To do ::
Each record must be reproduced exactly as it is shown.

Records from a dataset ::
Start

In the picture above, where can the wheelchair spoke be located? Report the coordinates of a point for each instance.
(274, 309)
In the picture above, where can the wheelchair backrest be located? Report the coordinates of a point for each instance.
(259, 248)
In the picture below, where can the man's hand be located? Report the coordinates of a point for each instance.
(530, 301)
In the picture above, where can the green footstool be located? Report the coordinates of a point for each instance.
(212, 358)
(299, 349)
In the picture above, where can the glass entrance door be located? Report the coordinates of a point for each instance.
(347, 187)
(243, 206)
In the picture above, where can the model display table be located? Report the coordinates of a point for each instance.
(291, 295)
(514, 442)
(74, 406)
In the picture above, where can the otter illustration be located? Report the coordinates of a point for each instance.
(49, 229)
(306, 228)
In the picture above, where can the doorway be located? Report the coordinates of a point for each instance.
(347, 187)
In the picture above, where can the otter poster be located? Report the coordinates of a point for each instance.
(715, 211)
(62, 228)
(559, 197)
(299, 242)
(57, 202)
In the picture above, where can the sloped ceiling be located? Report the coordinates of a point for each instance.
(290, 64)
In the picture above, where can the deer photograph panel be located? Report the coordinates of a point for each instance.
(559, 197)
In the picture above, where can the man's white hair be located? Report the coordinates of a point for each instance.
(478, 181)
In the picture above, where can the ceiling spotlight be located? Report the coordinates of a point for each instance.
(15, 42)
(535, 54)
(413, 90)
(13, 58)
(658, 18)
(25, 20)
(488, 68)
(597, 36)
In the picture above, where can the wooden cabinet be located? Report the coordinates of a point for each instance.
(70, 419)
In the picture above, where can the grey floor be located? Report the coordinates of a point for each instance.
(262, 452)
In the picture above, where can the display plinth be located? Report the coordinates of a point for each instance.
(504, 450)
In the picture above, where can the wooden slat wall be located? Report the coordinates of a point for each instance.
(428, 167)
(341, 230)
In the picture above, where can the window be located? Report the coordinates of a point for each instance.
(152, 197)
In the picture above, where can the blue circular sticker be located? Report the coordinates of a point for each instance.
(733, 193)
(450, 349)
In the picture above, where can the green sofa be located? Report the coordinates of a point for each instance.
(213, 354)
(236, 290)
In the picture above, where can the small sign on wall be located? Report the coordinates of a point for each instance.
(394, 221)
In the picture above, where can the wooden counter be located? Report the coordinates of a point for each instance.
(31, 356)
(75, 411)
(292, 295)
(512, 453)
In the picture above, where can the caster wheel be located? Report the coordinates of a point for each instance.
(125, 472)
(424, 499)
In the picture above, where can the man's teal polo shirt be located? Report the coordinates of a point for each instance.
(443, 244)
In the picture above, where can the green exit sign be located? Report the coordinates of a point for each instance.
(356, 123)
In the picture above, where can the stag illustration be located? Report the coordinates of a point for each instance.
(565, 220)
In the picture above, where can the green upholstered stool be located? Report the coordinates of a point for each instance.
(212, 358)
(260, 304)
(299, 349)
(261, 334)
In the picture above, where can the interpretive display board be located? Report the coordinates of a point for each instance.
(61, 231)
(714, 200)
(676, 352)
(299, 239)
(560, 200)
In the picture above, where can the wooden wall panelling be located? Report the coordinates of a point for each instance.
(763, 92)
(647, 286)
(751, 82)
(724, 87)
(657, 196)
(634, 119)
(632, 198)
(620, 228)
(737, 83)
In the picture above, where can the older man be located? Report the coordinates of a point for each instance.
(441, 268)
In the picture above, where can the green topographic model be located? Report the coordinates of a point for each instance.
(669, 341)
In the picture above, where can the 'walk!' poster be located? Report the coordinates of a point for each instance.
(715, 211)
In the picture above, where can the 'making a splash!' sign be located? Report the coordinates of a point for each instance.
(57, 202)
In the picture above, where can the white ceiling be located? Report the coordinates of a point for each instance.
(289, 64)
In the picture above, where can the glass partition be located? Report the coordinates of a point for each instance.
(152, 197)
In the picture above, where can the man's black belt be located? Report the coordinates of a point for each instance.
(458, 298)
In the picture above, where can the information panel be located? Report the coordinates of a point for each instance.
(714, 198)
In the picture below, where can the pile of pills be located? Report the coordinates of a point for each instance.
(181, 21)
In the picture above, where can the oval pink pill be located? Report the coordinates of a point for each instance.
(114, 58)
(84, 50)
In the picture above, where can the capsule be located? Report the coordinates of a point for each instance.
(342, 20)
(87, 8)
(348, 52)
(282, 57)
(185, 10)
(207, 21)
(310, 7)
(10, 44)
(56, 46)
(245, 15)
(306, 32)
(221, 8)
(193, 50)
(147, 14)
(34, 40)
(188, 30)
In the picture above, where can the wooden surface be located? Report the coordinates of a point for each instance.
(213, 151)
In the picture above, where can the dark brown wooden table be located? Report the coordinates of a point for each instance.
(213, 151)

End

Solution to the exercise ::
In the picture above, where can the wheelchair spoke be located? Report the coordinates of a point for each instance.
(274, 309)
In the picture above, where can the wheelchair backrest be located? Report the coordinates of a point for each instance.
(259, 248)
In the picture below, where can the man's hand be located? Report the coordinates of a point for each instance.
(530, 301)
In the picture above, where can the green footstool be located? Report the coordinates of a point for each instance.
(212, 358)
(299, 349)
In the picture above, where can the glass entrance door be located? Report the coordinates of a point for each instance.
(347, 187)
(243, 206)
In the picture above, where can the model display table be located? Report the coordinates of a point for each instance.
(291, 295)
(514, 442)
(74, 406)
In the picture above, where can the otter illustration be located? Report the coordinates of a point for each instance.
(49, 229)
(306, 228)
In the picture above, where can the doorway be located? Report the coordinates of a point for each instance.
(347, 187)
In the picture above, where can the otter poster be located? Report the coordinates of a point for each instance.
(715, 211)
(62, 228)
(559, 197)
(299, 242)
(57, 202)
In the picture above, where can the sloped ceiling be located? Report the coordinates of a point for each instance.
(290, 64)
In the picture above, where can the deer photograph panel be located? Report the coordinates of a point for each instance.
(559, 197)
In the picture above, where can the man's white hair be located? Report the coordinates of a point for each instance.
(478, 181)
In the picture above, where can the ceiling spotlight be located? Report the coordinates of a point for each instance.
(15, 42)
(535, 54)
(413, 90)
(13, 58)
(658, 18)
(25, 20)
(488, 68)
(597, 36)
In the picture above, where can the wooden cabinet be located? Report the coordinates of a point for each instance.
(70, 419)
In the picture above, where can the grey floor be located? Report the coordinates of a point for each instance.
(262, 452)
In the picture above, where can the display plinth be located? Report the coordinates of a point for each instance.
(504, 450)
In the picture above, where can the wooden slat wall be located? Report the coordinates of a point for each instance.
(428, 167)
(341, 230)
In the picture above, where can the window be located? Report the coordinates of a point for each instance.
(152, 197)
In the picture above, where can the blue circular sticker be located? Report the coordinates of a point for each instance.
(733, 193)
(450, 349)
In the picture above, where can the green sofa be located? Report the coordinates of a point for each instance.
(213, 354)
(236, 290)
In the picture above, where can the small sign on wall be located? Report the coordinates of a point for each instance.
(394, 221)
In the picture above, where can the wooden counter be located? Report the coordinates of a point for each instance.
(31, 356)
(75, 411)
(292, 295)
(512, 453)
In the picture above, where can the caster wheel be located? Report the coordinates of a point for each instance.
(125, 472)
(424, 499)
In the picture above, where can the man's teal polo shirt be located? Report the coordinates of a point for each instance.
(443, 244)
In the picture above, where can the green exit sign be located? Report the coordinates of a point for each instance.
(356, 123)
In the picture above, where can the stag illustration be located? Report the coordinates of a point for each instance.
(565, 220)
In the picture above, where can the green upholstered stool be located? Report the coordinates of a point for each instance.
(212, 358)
(260, 304)
(299, 349)
(261, 334)
In the picture above, where can the interpretive display board be located? Report the coordinates of a point for each instance.
(61, 231)
(714, 200)
(676, 352)
(299, 239)
(560, 200)
In the picture above, where can the wooden wall panelling be located? Report the coordinates of a point for each instance.
(763, 92)
(647, 286)
(751, 82)
(724, 87)
(657, 196)
(634, 119)
(632, 198)
(620, 228)
(737, 83)
In the picture above, where can the older man be located? Report the coordinates of a point for each instance.
(441, 268)
In the picture above, where can the green topographic model be located? Report the coordinates of a point for each instance.
(669, 341)
In the picture above, where can the 'walk!' poster be located? Report the coordinates of a point for each instance.
(715, 211)
In the picture above, where can the 'making a splash!' sign be located? Report the coordinates of a point for each instance.
(57, 202)
In the picture above, where can the white ceiling be located? Report the coordinates of a point for each instance.
(289, 64)
In the picture above, where can the glass partition be located? Report the coordinates of a point for each instance.
(152, 197)
In the picture above, where can the man's black belt be located? Report the coordinates of a point for each instance.
(458, 298)
In the picture above, where can the information panel be located? Report the coordinates of a point for each instance.
(714, 198)
In the picture below, where can the pile of pills be located? Report the coordinates of a point for each instance.
(181, 21)
In the picture above, where can the oval pink pill be located? Report the coordinates of a point for each instance.
(114, 58)
(84, 50)
In the picture above, where can the capsule be located? Report the coordinates of a point for each instance.
(342, 20)
(87, 8)
(348, 52)
(282, 57)
(185, 10)
(207, 21)
(310, 7)
(10, 44)
(56, 46)
(245, 15)
(306, 32)
(221, 8)
(193, 50)
(147, 14)
(34, 40)
(188, 30)
In the picture above, where can the wooden surface be located? Report the coordinates of a point for each instance.
(213, 151)
In the picture above, where can the dark brown wooden table be located? Report the coordinates of a point for each instance.
(213, 151)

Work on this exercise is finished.